### SHORT EXERCISE
Rewrite the data starting with the line containing "black tripod? Provide the bounding box." and going on through the line containing "[172,394,189,439]", replacing "fence post" with "gate post" and leaving everything else unchanged.

=== DATA SUPPLIED ===

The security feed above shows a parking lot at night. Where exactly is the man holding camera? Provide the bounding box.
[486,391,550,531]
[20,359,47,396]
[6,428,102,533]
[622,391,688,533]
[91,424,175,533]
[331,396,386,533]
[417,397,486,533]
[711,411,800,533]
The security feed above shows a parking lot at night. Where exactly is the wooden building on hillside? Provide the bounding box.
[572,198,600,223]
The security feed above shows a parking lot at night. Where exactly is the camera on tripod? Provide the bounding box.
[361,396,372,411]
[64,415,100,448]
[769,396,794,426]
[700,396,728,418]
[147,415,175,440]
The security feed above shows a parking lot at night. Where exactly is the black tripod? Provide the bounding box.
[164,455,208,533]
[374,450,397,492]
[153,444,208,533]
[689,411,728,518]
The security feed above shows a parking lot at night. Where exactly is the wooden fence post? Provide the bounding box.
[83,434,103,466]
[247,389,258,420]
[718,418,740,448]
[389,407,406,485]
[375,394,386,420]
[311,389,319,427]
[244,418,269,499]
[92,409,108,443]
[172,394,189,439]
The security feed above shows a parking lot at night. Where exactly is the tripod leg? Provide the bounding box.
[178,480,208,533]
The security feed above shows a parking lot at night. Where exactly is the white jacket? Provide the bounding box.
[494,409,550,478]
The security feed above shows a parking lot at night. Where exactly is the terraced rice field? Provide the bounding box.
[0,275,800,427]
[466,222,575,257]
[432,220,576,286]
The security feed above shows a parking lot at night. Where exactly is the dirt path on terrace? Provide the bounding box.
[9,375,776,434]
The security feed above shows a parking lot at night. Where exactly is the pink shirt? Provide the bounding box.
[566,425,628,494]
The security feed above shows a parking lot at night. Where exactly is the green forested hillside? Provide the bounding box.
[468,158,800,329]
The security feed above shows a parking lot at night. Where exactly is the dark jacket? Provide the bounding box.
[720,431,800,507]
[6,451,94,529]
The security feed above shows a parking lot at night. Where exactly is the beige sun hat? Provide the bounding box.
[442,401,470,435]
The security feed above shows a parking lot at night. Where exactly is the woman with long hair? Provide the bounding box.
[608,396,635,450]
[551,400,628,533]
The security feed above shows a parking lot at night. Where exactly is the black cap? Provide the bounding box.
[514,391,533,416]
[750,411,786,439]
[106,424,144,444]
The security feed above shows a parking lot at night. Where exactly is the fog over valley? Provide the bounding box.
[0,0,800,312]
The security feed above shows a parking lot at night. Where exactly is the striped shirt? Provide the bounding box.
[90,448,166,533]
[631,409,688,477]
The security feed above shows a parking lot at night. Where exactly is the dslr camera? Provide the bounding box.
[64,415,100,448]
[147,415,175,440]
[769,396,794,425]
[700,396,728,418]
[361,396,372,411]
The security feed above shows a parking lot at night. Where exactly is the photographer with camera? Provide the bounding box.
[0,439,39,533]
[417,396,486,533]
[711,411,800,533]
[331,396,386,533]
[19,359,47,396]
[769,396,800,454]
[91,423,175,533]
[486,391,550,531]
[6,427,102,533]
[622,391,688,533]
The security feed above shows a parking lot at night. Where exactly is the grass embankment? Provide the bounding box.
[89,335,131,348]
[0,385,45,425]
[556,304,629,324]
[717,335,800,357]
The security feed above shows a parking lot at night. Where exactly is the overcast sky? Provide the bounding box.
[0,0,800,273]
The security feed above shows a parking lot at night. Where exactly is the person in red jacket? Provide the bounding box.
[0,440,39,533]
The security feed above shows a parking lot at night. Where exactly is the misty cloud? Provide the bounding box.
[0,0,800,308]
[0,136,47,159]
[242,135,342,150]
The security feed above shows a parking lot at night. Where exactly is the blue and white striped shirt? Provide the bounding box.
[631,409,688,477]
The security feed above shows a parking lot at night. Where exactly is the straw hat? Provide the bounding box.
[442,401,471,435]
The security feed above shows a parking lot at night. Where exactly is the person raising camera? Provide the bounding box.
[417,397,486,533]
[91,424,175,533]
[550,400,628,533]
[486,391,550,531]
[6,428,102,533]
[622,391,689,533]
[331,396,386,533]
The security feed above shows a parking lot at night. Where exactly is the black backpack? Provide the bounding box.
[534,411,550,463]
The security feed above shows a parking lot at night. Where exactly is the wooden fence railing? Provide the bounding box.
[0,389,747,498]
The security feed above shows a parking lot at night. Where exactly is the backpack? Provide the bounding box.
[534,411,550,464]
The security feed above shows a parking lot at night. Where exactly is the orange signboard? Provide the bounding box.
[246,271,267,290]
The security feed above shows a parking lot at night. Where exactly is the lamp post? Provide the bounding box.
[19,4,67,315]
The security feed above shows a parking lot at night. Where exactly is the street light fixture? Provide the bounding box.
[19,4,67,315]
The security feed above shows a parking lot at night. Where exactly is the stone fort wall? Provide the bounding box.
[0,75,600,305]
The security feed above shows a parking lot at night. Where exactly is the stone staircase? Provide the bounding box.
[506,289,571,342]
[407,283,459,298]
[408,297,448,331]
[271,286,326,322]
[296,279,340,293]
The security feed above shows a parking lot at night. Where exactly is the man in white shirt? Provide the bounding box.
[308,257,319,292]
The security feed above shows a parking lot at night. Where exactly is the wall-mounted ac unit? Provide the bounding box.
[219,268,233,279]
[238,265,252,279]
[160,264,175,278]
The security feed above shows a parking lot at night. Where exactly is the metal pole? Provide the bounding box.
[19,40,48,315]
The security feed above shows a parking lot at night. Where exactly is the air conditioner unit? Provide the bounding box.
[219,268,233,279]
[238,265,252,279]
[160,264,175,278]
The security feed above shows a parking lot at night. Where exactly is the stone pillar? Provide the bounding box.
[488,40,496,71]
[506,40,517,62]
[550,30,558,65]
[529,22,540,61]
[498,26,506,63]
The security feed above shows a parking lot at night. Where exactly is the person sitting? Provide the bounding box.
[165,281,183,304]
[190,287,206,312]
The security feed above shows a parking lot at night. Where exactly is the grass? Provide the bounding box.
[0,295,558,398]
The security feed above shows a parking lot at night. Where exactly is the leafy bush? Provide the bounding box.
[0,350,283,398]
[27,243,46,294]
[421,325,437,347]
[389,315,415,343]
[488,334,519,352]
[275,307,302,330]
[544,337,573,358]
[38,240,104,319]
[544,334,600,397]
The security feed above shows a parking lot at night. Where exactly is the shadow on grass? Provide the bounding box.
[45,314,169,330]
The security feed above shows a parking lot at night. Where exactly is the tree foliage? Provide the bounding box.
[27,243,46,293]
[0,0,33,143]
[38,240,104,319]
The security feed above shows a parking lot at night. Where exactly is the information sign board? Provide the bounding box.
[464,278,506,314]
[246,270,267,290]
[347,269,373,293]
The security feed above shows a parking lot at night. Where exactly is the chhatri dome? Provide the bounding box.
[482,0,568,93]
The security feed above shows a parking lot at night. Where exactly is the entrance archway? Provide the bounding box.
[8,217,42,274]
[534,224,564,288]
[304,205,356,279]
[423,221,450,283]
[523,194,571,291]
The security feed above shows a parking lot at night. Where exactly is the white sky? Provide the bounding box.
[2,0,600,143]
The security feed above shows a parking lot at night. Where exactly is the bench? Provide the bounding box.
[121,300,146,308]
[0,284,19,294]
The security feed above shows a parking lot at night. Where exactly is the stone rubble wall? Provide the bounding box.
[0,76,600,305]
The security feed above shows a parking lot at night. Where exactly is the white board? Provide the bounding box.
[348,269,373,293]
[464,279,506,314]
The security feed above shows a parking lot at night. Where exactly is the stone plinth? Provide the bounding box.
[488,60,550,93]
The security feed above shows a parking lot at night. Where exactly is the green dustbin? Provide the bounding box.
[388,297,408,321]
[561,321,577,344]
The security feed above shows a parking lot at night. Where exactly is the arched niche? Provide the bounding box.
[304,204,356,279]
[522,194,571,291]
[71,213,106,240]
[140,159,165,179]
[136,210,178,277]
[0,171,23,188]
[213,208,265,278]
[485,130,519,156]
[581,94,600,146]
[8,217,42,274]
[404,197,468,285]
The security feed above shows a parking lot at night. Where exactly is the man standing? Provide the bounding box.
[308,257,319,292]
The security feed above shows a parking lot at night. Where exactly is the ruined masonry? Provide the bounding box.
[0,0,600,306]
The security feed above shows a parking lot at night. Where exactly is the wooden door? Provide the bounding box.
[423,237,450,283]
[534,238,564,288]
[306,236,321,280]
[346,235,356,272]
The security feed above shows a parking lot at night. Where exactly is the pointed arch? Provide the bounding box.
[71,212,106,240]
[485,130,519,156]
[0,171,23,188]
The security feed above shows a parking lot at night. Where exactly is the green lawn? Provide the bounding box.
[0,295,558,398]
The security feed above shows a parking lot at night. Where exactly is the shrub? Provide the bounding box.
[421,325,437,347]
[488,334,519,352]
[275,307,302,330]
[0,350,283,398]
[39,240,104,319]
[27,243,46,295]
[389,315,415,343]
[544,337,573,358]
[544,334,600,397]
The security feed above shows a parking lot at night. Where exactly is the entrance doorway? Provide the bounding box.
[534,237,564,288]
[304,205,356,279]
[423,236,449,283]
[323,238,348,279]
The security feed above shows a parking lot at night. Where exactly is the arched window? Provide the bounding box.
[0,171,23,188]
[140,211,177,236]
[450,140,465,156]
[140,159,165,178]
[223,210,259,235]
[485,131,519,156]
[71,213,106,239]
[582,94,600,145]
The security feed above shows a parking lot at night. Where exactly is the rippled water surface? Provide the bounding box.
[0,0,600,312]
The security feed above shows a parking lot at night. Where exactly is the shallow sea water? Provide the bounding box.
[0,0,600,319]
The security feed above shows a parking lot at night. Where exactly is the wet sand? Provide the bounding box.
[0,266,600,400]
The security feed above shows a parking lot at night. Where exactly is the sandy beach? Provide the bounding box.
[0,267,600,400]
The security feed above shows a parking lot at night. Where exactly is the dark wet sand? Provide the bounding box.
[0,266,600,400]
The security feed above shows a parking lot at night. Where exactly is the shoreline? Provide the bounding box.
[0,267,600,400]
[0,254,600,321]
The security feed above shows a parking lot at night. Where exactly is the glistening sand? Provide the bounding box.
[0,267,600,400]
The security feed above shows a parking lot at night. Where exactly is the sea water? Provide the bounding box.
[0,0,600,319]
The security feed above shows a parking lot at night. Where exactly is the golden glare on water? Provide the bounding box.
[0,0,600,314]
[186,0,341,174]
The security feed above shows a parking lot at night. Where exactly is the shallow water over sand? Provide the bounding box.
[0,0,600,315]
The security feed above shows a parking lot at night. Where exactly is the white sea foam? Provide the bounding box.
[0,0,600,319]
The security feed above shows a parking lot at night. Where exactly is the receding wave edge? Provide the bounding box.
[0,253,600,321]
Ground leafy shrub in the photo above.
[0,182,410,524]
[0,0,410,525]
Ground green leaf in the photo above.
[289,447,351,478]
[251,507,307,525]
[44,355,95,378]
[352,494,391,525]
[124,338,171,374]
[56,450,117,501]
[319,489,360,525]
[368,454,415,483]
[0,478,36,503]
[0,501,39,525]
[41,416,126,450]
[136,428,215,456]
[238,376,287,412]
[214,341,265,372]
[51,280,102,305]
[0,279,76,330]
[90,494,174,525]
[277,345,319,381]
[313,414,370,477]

===

### OUTPUT FOR THIS EXERCISE
The security feed above shows a parking lot at night. Where exactly is the black tripod? Provide the bounding box.
[164,455,208,533]
[374,450,397,492]
[153,444,208,533]
[689,411,728,518]
The security feed above shows a parking lot at night. Where exactly is the wooden gate post? Provide the bounding box.
[83,434,103,466]
[247,389,258,420]
[718,418,740,448]
[389,407,406,485]
[375,394,386,420]
[311,389,319,427]
[244,418,269,499]
[92,409,108,443]
[172,394,189,439]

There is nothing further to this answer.